- What is needed:
Copy out the listing below with each "most appreciated" changed to "much appreciated" and nothing else altered.

- Provided records:
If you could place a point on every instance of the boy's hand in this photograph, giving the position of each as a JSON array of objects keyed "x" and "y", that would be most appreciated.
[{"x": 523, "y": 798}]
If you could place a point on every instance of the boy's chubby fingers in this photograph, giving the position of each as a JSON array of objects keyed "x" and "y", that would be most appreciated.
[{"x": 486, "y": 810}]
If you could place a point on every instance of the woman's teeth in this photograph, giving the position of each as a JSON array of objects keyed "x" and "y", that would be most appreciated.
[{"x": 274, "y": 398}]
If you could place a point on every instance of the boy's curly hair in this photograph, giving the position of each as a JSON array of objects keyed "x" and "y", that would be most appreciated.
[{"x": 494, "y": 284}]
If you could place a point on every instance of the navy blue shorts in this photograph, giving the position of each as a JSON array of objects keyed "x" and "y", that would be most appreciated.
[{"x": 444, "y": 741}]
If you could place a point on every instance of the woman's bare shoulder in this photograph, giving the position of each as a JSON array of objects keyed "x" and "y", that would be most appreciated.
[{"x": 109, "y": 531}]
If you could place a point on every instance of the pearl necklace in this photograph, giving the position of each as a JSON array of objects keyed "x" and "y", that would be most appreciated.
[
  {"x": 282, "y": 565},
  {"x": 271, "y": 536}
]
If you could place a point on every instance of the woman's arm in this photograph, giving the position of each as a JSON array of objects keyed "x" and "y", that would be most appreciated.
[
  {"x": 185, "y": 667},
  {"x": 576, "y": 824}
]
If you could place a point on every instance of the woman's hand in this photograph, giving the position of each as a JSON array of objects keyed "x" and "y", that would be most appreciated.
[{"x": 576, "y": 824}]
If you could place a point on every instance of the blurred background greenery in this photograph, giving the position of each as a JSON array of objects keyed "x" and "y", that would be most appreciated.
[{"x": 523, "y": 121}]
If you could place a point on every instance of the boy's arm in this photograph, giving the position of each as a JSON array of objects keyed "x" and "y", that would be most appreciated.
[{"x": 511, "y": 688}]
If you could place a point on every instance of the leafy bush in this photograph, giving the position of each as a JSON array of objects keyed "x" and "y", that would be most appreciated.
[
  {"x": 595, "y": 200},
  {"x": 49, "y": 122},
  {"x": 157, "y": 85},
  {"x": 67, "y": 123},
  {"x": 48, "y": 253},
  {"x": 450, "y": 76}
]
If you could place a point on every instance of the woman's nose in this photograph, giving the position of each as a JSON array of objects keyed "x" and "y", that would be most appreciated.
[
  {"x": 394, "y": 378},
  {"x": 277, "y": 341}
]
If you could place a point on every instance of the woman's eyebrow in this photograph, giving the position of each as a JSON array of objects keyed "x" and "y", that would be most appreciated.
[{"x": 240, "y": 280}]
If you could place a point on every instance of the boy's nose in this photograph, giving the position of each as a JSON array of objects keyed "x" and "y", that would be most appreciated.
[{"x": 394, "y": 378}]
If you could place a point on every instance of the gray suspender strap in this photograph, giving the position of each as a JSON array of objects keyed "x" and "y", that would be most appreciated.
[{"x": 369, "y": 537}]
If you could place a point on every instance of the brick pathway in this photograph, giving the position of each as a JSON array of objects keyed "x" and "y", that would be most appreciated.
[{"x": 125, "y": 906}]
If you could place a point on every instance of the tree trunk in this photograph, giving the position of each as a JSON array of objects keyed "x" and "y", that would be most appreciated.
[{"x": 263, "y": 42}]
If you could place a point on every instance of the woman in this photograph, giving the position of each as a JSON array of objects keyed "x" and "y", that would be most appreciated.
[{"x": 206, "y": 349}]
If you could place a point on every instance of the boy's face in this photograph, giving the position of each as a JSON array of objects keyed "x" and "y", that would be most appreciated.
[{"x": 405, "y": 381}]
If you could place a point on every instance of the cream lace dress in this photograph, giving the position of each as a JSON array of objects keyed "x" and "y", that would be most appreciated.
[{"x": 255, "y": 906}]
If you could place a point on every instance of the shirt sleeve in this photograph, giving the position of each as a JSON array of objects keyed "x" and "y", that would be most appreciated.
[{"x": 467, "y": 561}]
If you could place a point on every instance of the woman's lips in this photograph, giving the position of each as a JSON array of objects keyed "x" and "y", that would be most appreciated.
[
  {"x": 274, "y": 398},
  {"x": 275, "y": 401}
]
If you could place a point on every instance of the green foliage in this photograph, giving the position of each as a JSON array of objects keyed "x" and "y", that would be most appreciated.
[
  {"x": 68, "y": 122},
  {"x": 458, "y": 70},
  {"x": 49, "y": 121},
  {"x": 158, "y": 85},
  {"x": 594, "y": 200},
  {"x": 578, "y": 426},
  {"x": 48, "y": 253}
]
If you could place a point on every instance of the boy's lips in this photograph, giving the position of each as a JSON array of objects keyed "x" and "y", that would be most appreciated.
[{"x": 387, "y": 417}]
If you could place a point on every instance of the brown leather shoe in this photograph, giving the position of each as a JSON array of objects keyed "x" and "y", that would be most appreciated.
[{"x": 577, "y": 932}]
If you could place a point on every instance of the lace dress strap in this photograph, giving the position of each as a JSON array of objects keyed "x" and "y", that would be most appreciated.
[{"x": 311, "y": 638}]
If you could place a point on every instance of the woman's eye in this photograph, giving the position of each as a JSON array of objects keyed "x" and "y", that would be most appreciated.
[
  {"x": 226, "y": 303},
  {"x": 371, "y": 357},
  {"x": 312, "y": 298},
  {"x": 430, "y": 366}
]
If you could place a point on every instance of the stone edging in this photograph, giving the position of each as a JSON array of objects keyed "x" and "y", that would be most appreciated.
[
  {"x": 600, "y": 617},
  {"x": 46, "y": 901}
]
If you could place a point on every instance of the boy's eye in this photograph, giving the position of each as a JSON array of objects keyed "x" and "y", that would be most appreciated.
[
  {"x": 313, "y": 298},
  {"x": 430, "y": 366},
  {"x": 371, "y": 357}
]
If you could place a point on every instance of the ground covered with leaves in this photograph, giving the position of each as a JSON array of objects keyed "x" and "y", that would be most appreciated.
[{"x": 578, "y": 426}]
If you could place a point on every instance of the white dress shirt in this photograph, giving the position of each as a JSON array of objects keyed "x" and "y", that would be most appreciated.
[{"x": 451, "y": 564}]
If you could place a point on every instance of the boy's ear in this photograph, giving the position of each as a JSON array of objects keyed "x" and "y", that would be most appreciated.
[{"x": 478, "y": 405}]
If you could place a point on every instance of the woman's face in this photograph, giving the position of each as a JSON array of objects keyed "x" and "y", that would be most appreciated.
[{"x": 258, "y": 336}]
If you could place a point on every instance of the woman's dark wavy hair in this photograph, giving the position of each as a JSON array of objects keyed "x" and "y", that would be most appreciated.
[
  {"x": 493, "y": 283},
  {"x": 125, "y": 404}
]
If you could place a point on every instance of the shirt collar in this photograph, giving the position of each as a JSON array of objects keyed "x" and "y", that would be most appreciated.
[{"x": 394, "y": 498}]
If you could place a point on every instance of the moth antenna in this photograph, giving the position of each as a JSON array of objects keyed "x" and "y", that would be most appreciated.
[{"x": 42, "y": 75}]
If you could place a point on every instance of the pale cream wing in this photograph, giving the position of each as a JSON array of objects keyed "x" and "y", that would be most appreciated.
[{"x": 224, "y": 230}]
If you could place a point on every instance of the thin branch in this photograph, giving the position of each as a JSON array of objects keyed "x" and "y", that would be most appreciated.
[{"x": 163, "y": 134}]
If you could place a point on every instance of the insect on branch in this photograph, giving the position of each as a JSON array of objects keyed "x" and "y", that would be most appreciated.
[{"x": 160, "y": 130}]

- Answer to this problem:
If you could place a point on every instance of the boy's hand in this photograph, giving the position of each as a JSON array of objects keyed "x" and "y", that would be much appreciated.
[{"x": 523, "y": 798}]
If you could place a point on every instance of the boy's chubby fingers in this photograph, giving the position of each as a JSON array of objects keyed "x" and "y", that would be much appreciated.
[{"x": 486, "y": 810}]
If you could place a point on every instance of the woman's teeth in this photograph, giving the position of each as a JSON array of objects keyed "x" and "y", that would be much appreciated.
[{"x": 274, "y": 398}]
If you could place a point on every instance of the boy's curly hair in this photograph, giving the position of each as a JSON array of objects keyed "x" and "y", that would be much appreciated.
[{"x": 494, "y": 284}]
If you could place a point on every instance of the navy blue shorts in this photograph, giving the position of each as a JSON array of objects keyed "x" and "y", that would be much appreciated.
[{"x": 444, "y": 741}]
If you could place a point on every instance of the woman's bare shoulder in this photograph, giving the position of each as a JSON array of objects keyed "x" and "y", that would be much appreciated.
[{"x": 109, "y": 531}]
If you could place a point on every instance of the pearl necklace in this photograph, giving the position of each as a JSON array of objects keyed "x" and "y", that would be much appreciated.
[
  {"x": 282, "y": 565},
  {"x": 271, "y": 536}
]
If you could place a point on every instance of the woman's arm in this photograph, giving the position of each as a JSON array of objects keyed "x" and "y", that would be much appreciated.
[
  {"x": 185, "y": 667},
  {"x": 576, "y": 824}
]
If you could place a point on every instance of the woman's hand in this photograph, giving the position of each as a JSON array of objects keyed "x" and "y", that would be much appreciated.
[{"x": 576, "y": 824}]
If you could place a point on every instance of the blurred background greenery in this photograph, giving the position of each as a JSON array of objects keyed "x" and "y", that would be much appreciated.
[{"x": 523, "y": 121}]
If you could place a point on every instance of the boy's arm in this photograph, giving the position of each as a JSON array of objects keyed "x" and "y", that would be much appreciated.
[{"x": 511, "y": 688}]
If you could place a point on every instance of the leafy bush in this photograph, giving the position of each as a JSON array of objects keyed "x" and "y", that would be much appreciated.
[
  {"x": 595, "y": 200},
  {"x": 49, "y": 122},
  {"x": 157, "y": 85},
  {"x": 67, "y": 123},
  {"x": 48, "y": 253},
  {"x": 450, "y": 76}
]
If you could place a point on every instance of the woman's nose in this photograph, giving the position of each as a JSON array of objects keyed "x" and "y", that would be much appreciated.
[
  {"x": 394, "y": 378},
  {"x": 277, "y": 341}
]
If you could place a point on every instance of the woman's eyebrow in this photograph, giving the position of each as a JSON array of objects keyed "x" and "y", that would be much appreciated.
[{"x": 240, "y": 280}]
If you could place a point on every instance of the boy's nose in this photograph, giving the position of each as a JSON array of objects keyed "x" and "y", that would be much appreciated.
[{"x": 394, "y": 378}]
If you could place a point on every instance of the gray suspender strap in this photograph, giving the position of each as a JSON array of objects keyed "x" and "y", that would be much appreciated.
[{"x": 369, "y": 537}]
If you could place a point on every instance of the brick pathway in this photograph, giving the position of each as a JSON array of objects keyed "x" and "y", that would be much appreciated.
[{"x": 125, "y": 906}]
If you could place a point on every instance of the tree trunk in this photograph, giving the position of each as a JSON array of objects keyed "x" and "y", that would be much appreciated.
[{"x": 263, "y": 42}]
If you could place a point on every instance of the woman in this photograph, giving the position of each as a JSON array of objects keyed "x" and "y", that would be much appreciated.
[{"x": 206, "y": 349}]
If you could place a point on every instance of the boy's face in this photograph, giving the position of each as a JSON array of objects keyed "x" and "y", that would be much appreciated.
[{"x": 405, "y": 381}]
If you could place a point on every instance of the cream lace dress in this photograph, giving the position of each as a JSON array of objects keyed "x" and "y", that would be much appreciated.
[{"x": 255, "y": 906}]
If you could place a point on every instance of the shirt sleeve in this photograph, giving the position of each as a JSON array of objects keyed "x" and "y", that would be much appreciated.
[{"x": 467, "y": 561}]
If you could place a point on every instance of the woman's lips in this photograph, giving the position of each as a JSON array of objects keyed "x" and "y", that would be much appreciated.
[
  {"x": 274, "y": 398},
  {"x": 275, "y": 401}
]
If you could place a point on every instance of the green foliage in this photograph, giving the position of each as a JSON array of objects keyed "x" and "y", that would be much appreciated.
[
  {"x": 68, "y": 122},
  {"x": 458, "y": 70},
  {"x": 49, "y": 121},
  {"x": 158, "y": 85},
  {"x": 594, "y": 200},
  {"x": 578, "y": 426},
  {"x": 48, "y": 253}
]
If you could place a point on every instance of the boy's lips in this photograph, giving the position of each as a JSON array of objects keyed "x" and "y", that would be much appreciated.
[{"x": 387, "y": 417}]
If you could place a point on every instance of the brown leather shoe in this photograph, giving the position of each as a JSON array of objects keyed "x" and "y", that would be much appreciated.
[{"x": 577, "y": 932}]
If you could place a point on every instance of the lace dress strap in this photograph, giving the position of each as a JSON array of objects keyed "x" and "y", that would be much appreciated.
[{"x": 311, "y": 638}]
If you could place a point on every instance of the woman's eye in this photograph, giving the position of each as a JSON array of objects keyed "x" and "y", that would be much appreciated.
[
  {"x": 226, "y": 303},
  {"x": 371, "y": 357},
  {"x": 312, "y": 298},
  {"x": 430, "y": 366}
]
If you could place a point on every instance of the stone edging in this photograph, giving the position of each as a JSON array of objects keyed "x" and "y", that would be much appreciated.
[
  {"x": 600, "y": 617},
  {"x": 46, "y": 901}
]
If you could place a point on every instance of the boy's eye in this photograph, giving the position of each as a JSON array of objects keyed "x" and "y", that would be much appreciated.
[
  {"x": 313, "y": 298},
  {"x": 430, "y": 366},
  {"x": 371, "y": 357}
]
If you could place a point on every instance of the ground covered with leaves in this photograph, giving the position of each as a JSON array of objects keyed "x" and "y", that would be much appreciated.
[{"x": 578, "y": 426}]
If you could place a point on every instance of the white dress shirt in this photograph, giving the position of each as a JSON array of objects keyed "x" and "y", that would be much appreciated.
[{"x": 451, "y": 564}]
If you could place a point on every instance of the boy's ear in this photograph, giving the position of each as a JSON array of objects keyed "x" and "y", that would be much appreciated.
[{"x": 478, "y": 405}]
If you could place a point on every instance of the woman's face in this photograph, giving the position of each as a JSON array of objects keyed "x" and "y", that would be much appreciated.
[{"x": 258, "y": 336}]
If you could place a point on every instance of the woman's dark wavy hair in this photograph, giving the position of each as a JSON array of objects keyed "x" and "y", that would be much appreciated.
[
  {"x": 493, "y": 283},
  {"x": 125, "y": 404}
]
If you could place a point on every instance of the shirt collar in this photograph, giving the position of each as a JSON array of objects keyed "x" and "y", that would be much appreciated.
[{"x": 394, "y": 498}]
If you could place a point on every instance of the moth antenna in this photograph, giving the position of each as a JSON array of objects keyed "x" and "y", that would be much appreciated.
[{"x": 42, "y": 75}]
If you could place a point on every instance of the pale cream wing in this photograph, giving the position of each as a JSON array of objects keyed "x" and "y", that would be much appreciated.
[{"x": 224, "y": 230}]
If you could place a point on every instance of the thin branch in this photograph, giving the position of each as a JSON array of objects keyed "x" and "y", that would be much appreciated.
[{"x": 163, "y": 134}]
If you could place a point on every instance of the insect on branch in this photograph, giving the position of each as a JSON array of objects keyed "x" and "y", that would be much appreciated.
[{"x": 160, "y": 130}]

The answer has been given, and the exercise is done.